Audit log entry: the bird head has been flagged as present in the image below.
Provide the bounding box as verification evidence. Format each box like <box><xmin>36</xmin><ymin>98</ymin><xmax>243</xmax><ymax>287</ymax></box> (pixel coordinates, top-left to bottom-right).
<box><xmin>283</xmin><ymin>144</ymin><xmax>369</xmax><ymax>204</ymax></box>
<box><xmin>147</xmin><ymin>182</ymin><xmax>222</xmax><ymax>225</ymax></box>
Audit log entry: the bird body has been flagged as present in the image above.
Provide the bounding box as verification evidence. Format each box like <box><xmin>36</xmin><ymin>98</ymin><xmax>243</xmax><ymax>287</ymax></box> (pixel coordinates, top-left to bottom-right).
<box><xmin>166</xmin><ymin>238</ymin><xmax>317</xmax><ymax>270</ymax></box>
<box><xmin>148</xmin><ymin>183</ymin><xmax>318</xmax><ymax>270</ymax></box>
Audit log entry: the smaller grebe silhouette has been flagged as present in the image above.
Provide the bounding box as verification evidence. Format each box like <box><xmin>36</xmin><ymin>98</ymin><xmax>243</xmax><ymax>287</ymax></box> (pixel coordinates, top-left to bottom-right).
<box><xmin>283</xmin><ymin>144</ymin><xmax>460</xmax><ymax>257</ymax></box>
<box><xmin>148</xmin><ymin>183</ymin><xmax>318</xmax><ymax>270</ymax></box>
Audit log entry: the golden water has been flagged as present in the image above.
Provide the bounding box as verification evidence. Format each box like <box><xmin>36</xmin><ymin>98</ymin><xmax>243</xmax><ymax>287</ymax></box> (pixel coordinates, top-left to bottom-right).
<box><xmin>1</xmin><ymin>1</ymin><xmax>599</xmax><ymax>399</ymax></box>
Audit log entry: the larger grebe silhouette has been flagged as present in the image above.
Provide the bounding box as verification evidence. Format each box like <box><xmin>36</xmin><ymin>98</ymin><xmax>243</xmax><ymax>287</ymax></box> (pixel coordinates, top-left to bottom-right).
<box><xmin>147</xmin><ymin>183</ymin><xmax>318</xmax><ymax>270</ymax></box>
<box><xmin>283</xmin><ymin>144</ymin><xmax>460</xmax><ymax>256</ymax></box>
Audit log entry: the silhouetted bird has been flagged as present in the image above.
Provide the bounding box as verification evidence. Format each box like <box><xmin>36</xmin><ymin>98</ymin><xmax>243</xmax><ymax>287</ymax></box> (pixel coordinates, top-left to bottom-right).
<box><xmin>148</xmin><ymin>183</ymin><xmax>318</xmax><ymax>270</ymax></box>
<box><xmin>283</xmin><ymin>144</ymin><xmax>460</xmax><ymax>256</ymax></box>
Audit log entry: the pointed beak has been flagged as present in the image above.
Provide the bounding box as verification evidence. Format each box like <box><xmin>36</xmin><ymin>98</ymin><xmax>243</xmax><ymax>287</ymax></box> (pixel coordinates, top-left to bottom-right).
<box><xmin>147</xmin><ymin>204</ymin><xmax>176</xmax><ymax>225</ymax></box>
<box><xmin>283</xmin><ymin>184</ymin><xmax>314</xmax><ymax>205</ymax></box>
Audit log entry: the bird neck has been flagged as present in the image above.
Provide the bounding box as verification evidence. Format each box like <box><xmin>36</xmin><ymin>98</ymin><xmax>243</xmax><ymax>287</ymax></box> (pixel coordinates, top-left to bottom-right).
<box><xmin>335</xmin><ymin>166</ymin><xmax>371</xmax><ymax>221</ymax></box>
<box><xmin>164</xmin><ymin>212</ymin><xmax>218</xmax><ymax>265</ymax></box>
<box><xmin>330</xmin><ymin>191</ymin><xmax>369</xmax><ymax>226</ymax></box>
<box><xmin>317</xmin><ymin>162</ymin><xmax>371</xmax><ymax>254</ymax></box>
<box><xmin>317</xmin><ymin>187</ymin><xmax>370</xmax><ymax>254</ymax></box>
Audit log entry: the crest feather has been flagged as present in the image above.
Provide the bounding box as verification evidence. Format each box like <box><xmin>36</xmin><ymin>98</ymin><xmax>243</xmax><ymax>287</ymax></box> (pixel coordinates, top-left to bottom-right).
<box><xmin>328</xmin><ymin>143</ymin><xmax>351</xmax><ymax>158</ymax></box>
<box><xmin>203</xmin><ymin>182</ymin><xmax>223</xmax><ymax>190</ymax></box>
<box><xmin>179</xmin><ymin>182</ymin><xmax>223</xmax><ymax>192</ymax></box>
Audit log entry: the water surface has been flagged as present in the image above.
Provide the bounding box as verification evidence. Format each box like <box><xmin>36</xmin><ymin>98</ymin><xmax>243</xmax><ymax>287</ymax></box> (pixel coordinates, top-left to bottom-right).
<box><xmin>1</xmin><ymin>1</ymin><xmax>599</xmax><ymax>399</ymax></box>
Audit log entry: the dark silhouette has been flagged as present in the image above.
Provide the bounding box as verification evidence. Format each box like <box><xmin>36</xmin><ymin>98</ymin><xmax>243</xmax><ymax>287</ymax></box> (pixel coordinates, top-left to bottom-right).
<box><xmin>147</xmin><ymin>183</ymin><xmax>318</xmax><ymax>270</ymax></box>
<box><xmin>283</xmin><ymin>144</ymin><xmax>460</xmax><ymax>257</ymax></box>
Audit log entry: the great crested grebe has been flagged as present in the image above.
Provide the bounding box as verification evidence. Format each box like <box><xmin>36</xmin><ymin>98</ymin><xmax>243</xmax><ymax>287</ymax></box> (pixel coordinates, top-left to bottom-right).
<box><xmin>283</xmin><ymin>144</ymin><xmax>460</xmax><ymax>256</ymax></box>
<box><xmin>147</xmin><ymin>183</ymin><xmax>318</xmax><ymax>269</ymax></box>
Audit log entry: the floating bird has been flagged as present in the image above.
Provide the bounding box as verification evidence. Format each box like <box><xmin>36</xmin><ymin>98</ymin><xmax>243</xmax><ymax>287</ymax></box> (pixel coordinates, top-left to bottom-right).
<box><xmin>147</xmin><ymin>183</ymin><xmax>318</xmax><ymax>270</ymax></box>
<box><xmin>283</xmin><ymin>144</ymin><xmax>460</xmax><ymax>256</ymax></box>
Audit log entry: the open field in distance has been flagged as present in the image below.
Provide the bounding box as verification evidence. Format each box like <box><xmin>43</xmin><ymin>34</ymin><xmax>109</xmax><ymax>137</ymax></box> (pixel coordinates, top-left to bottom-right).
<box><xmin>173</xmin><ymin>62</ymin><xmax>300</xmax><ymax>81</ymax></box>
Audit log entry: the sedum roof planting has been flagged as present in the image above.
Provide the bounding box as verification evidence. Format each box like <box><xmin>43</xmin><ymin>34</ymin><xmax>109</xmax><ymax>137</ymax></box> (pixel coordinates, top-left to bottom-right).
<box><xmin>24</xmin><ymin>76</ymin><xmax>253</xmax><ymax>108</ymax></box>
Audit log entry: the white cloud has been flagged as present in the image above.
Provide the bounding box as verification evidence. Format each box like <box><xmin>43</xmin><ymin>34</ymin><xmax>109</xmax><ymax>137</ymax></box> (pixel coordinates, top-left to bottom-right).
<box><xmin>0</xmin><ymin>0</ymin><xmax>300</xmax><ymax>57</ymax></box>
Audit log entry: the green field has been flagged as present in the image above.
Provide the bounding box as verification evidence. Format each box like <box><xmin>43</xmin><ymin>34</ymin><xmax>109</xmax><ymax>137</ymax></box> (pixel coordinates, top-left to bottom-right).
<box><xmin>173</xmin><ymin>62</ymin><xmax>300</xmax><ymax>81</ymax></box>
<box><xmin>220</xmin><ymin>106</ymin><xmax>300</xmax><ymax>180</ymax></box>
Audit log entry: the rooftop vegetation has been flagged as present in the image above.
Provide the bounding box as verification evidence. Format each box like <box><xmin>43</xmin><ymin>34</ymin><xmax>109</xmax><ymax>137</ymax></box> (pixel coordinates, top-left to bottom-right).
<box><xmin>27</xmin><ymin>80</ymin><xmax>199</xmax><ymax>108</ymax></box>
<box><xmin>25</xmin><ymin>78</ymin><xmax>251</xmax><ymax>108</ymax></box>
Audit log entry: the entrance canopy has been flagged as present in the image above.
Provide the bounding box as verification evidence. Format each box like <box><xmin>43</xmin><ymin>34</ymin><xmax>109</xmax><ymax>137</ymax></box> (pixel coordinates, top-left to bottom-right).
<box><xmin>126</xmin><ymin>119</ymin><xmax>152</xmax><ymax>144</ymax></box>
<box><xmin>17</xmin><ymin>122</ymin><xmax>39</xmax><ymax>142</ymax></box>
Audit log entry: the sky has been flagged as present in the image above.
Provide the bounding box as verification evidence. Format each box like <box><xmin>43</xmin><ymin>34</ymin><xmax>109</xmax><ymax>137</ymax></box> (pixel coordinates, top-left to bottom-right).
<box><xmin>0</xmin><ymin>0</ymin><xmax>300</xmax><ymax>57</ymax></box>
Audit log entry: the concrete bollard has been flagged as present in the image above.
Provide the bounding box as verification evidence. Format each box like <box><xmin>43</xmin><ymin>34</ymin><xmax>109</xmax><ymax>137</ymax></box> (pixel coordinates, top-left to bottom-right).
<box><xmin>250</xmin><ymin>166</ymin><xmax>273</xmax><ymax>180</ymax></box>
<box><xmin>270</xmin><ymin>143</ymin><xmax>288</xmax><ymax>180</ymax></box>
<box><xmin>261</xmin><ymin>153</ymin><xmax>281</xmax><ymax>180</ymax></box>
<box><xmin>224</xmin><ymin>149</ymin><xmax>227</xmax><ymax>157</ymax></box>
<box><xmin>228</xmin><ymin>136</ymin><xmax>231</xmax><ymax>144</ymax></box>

****************************************

→ **INSTRUCTIONS FOR THE TASK**:
Which lines of the records above contain the word "below"? Report each one in full.

→ **OUTPUT FOR THIS EXERCISE**:
Audit log entry: the bird head has been flagged as present in the image below.
Audit log entry: the open field in distance has been flagged as present in the image below.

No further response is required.